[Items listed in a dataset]
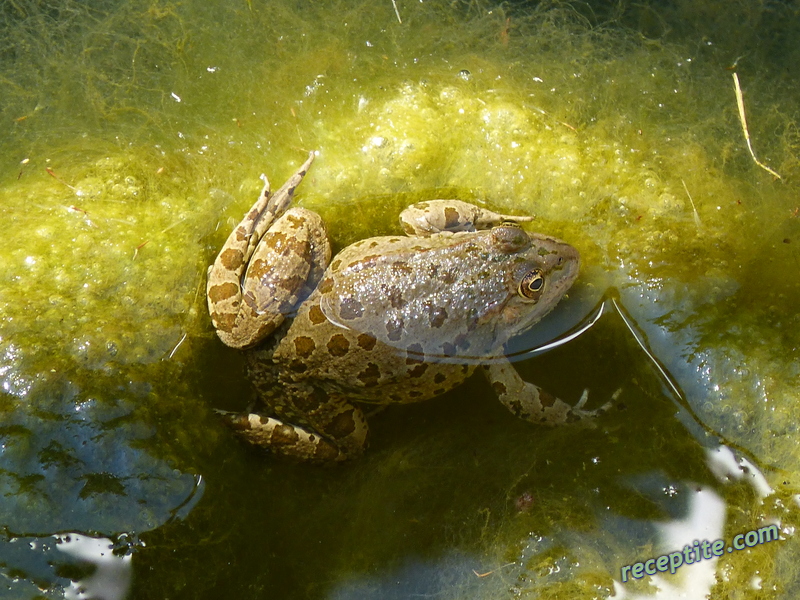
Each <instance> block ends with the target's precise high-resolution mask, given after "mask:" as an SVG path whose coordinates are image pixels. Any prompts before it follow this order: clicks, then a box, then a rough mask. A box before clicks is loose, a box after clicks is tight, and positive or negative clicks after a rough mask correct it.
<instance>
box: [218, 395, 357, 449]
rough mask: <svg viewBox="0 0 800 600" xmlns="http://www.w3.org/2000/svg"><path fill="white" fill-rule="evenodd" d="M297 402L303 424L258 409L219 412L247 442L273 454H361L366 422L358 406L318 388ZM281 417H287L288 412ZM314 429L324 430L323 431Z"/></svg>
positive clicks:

◆ About this task ◆
Write out exactly the final stretch of the records: the line containing "rough mask: <svg" and every line after it, through the last, and nothing else.

◆ Response ◆
rough mask: <svg viewBox="0 0 800 600" xmlns="http://www.w3.org/2000/svg"><path fill="white" fill-rule="evenodd" d="M297 402L303 424L258 409L219 412L247 442L273 454H361L366 422L358 406L318 388ZM281 417H287L288 412ZM314 429L324 430L323 431Z"/></svg>
positive clicks:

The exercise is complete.